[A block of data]
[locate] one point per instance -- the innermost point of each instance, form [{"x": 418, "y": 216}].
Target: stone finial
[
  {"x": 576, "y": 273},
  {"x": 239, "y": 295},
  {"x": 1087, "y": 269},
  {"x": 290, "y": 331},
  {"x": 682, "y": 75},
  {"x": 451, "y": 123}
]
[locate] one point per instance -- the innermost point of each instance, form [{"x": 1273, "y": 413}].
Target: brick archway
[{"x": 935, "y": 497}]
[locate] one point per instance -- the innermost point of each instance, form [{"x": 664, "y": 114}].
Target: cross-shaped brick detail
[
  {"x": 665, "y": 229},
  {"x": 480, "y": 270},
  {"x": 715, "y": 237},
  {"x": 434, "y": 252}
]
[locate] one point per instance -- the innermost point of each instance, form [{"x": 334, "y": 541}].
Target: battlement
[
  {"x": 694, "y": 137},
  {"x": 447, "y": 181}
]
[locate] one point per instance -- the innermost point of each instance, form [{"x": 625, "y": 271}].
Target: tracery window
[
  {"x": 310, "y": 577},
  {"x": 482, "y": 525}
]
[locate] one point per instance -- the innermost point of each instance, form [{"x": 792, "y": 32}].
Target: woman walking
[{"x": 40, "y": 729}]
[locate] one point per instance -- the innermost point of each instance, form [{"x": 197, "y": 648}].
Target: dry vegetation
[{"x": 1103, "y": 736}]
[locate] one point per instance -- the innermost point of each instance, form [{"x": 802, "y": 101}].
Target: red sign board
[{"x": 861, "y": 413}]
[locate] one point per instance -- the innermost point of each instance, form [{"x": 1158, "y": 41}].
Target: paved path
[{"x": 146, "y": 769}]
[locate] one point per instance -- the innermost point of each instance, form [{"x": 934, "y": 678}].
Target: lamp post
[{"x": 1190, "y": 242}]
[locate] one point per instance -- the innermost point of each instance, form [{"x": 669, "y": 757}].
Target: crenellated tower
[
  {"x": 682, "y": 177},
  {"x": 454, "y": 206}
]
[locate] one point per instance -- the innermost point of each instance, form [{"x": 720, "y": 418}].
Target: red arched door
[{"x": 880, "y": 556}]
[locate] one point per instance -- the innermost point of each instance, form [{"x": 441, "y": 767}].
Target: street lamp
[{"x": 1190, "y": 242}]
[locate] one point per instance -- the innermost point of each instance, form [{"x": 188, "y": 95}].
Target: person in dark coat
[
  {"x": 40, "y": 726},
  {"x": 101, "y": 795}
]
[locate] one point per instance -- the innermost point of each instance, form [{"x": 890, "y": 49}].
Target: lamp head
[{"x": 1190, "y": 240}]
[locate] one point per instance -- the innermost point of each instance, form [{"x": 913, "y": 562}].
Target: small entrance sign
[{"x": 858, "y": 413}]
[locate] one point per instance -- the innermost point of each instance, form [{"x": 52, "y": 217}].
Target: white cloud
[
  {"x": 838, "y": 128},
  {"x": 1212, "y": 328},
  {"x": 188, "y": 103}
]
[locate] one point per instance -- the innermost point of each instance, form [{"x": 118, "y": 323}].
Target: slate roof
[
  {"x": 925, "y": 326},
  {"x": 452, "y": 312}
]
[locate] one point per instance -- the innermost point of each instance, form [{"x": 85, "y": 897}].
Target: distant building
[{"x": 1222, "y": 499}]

**The task**
Set down all of the entries exactly, please.

**Solution to the problem**
[locate] one point per instance -- the innermost point of each instance, form [{"x": 418, "y": 216}].
Target: stone finial
[
  {"x": 576, "y": 273},
  {"x": 239, "y": 295},
  {"x": 1087, "y": 269},
  {"x": 290, "y": 331},
  {"x": 682, "y": 75},
  {"x": 451, "y": 123}
]
[locate] one point per instance -- the innermost point of each instance, form [{"x": 1273, "y": 413}].
Target: brick archway
[{"x": 935, "y": 497}]
[locate] one point per instance -- the innermost point of each instance, form [{"x": 664, "y": 114}].
Target: cross-shaped brick detail
[
  {"x": 665, "y": 229},
  {"x": 480, "y": 270},
  {"x": 715, "y": 237},
  {"x": 434, "y": 252}
]
[locate] one point per instance -- the innermost point of each instance, form [{"x": 334, "y": 541}].
Target: battlement
[
  {"x": 694, "y": 137},
  {"x": 447, "y": 181}
]
[locate] one point per instance -- the innermost point of each instance, form [{"x": 625, "y": 271}].
Target: tracery window
[
  {"x": 310, "y": 577},
  {"x": 482, "y": 525}
]
[locate] one point per instance -- the innermost point of each instance, form [{"x": 792, "y": 32}].
Target: woman walking
[{"x": 40, "y": 729}]
[locate] one point per instance -- the innermost point of each instance, form [{"x": 197, "y": 648}].
Target: dry vegetation
[{"x": 1103, "y": 736}]
[locate] one point per instance -- the innermost point of each instance, form [{"x": 802, "y": 101}].
Target: red sign board
[{"x": 861, "y": 413}]
[locate] one point per instance -- the innermost point of each instance, form [{"x": 1158, "y": 41}].
Target: paved path
[{"x": 146, "y": 769}]
[locate] one point per instance -- the innermost point of each instance, form [{"x": 934, "y": 678}].
Target: lamp post
[{"x": 1190, "y": 242}]
[locate] one point per instance -- the innermost point of each instance, form [{"x": 669, "y": 757}].
Target: crenellated tower
[
  {"x": 682, "y": 177},
  {"x": 454, "y": 206}
]
[locate] one point per instance -- the innermost point of each instance, form [{"x": 720, "y": 418}].
Target: red arched door
[{"x": 880, "y": 556}]
[locate] one point per instance -- the innermost point of each instance, form [{"x": 441, "y": 767}].
Target: street lamp
[{"x": 1190, "y": 242}]
[locate] one point per instance -- the innermost point of each instance, form [{"x": 188, "y": 95}].
Target: person in dark coat
[
  {"x": 40, "y": 726},
  {"x": 101, "y": 795}
]
[locate] one point per instance -- the innermost point of each instance, form [{"x": 890, "y": 49}].
Target: lamp head
[{"x": 1190, "y": 240}]
[locate] one point per instance -- the innermost point of each instance, form [{"x": 913, "y": 562}].
Target: small entrance sign
[{"x": 858, "y": 413}]
[locate] one point per instance -- the innermost point of each instance, form [{"x": 52, "y": 217}].
Target: white cloud
[
  {"x": 838, "y": 128},
  {"x": 1212, "y": 328},
  {"x": 188, "y": 103}
]
[locate] one point per instance -- the innermost point of each instance, form [{"x": 118, "y": 323}].
Target: slate roof
[
  {"x": 925, "y": 326},
  {"x": 452, "y": 312}
]
[locate] one point per instance -- the innermost point of each instance, form [{"x": 85, "y": 897}].
Target: distant building
[{"x": 1222, "y": 499}]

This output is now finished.